[DOCUMENT EXTRACT]

Katie Mullins watching the program. She says
one of the big questions, and she's a realtor, she says
one of the big questions for the
folks that are interviewing agents,
be sure that you ask them specifically,
are you familiar with purchase agreement contracts in the market
and any updates to those contracts
before you get on board with a real estate agent?
It's going to be working on your behalf.
Yeah, so thank you.
The level of professionalism within my specific industry
is going to have to raise.
You're going to have to really take the time
to educate yourself and understand the contract.
and more importantly, be able to communicate it
in the way folks understand it on it.
By time it gets to you guys, you know, it's signed and done,
and then you guys are trying to work through what we've got there
on our end, and that's what I was trying to explain a little earlier,
the items that we now need to focus on the negotiating contract just grew.
And that's okay.
That's a good thing.
And I think that's the good part of the contract because it really, you really, you know, Bill, I've been doing this long enough.
You know, the theory always used to be get it on the contract and work it.
Get it on paper and work.
You cannot do that with this contract now.
Right.
And we've been talking today about all the things that could go wrong and how you can get out of the contract.
But fortunately, most of the time, we have a buyer who wants to buy it.
a seller who wants to sell,
a lender who wants to make a loan,
and a realtor like to make a commission,
and we're going to make it work.
It's only when we have that seller
who's got a second contract
offer and wants to get out of the first one
that we're going to see this contract.
I don't want to do this anymore.
So I think that's how we're going to get around this.
We're just going to work our way through it.
Well, we said this earlier, right?
I mean, a real estate contract is only good
as the two parties that signed it, right?
And back to my good faith comment, right?
If everybody operates in good faith, right,
mistakes happen and issues need to be worked through,
everybody moves forward in good faith.
It comes to the point where somebody doesn't want to do that.
And now it's easy to get out.
I just gotta pick up the phone and call John up and go,
I need verification, loan application was made
within five business days, it was paid and all that stuff.
And if you can't verify that,
in writing, then I'm going to exercise the times of the essence clause.
And we're going to say, thank you very much.
Your contract is now terminated.
But after the three-day notice.
Yeah, three-day cure period, basically.
Which then, if they want the house, they take three days to go ahead and do it.
So I just think everybody kind of saw the time as essence like I did and went, oh.
but this is all going to be about the level of professionalism in our industry to help people get through it.
And this is why I wanted to do this today is to have this conversation.
Any questions?
This question's come in.
I understand the opportunity of the upside from the seller's side if they want to get out.
Is there any wiggle room on the buyer's side should they want to get out by intentionally missing times and dates?
I think on that side, you guys are the pros, it's much more punitive if you do that on the buyer's side.

[/DOCUMENT EXTRACT]

(PROBLEM DESCRIPTION) Reproduce word for word the passage of the transcript on real estate contracts between "Which then, if" and "want to get out.", inclusive.

[PROVIDED DATA]

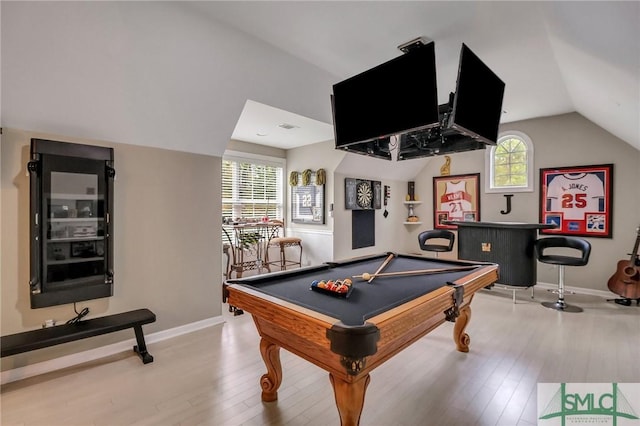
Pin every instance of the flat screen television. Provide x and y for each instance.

[/PROVIDED DATA]

(RESPONSE TO THE TASK)
Which then, if they want the house, they take three days to go ahead and do it.
So I just think everybody kind of saw the time as essence like I did and went, oh.
but this is all going to be about the level of professionalism in our industry to help people get through it.
And this is why I wanted to do this today is to have this conversation.
Any questions?
This question's come in.
I understand the opportunity of the upside from the seller's side if they want to get out.